**TASK OBJECTIVE**
Lay out all of the data below as a numbered list with one line per number. Skip any blank lines.

━━ GIVEN ENTRIES

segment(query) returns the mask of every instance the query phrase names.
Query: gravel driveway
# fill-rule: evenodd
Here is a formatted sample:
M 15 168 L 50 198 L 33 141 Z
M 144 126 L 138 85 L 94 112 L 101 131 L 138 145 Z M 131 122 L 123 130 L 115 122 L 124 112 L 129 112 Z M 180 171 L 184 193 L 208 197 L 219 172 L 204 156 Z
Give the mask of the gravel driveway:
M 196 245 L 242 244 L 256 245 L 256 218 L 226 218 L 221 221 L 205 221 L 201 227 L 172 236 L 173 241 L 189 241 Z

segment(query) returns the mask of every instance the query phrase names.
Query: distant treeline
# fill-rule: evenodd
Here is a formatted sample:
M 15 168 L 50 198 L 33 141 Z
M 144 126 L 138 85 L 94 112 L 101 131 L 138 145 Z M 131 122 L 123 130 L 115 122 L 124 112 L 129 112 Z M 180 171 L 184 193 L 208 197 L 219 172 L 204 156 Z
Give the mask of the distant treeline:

━━━━

**RESULT OF THIS TASK**
1. segment(query) returns the mask of every instance the query phrase names.
2. Query: gravel driveway
3. # fill-rule: evenodd
4. Here is a formatted sample:
5. M 15 168 L 50 198 L 33 141 Z
6. M 144 126 L 138 85 L 94 112 L 101 131 L 138 145 Z M 131 122 L 123 130 L 115 122 L 124 112 L 129 112 Z M 180 171 L 184 193 L 208 197 L 219 172 L 204 156 Z
7. Give the mask of the gravel driveway:
8. M 196 245 L 242 244 L 256 245 L 256 218 L 226 218 L 221 221 L 205 221 L 201 227 L 172 236 L 173 241 L 189 241 Z
9. segment(query) returns the mask of every instance the query phrase names.
10. Query: distant treeline
11. # fill-rule: evenodd
12. Here is a formatted sample:
13. M 15 168 L 50 198 L 33 141 Z
14. M 144 126 L 138 85 L 94 112 L 101 131 L 138 145 Z M 131 122 L 123 130 L 115 122 L 124 112 L 129 112 Z M 180 171 L 184 193 L 208 197 L 219 172 L 204 156 Z
15. Give the mask of the distant treeline:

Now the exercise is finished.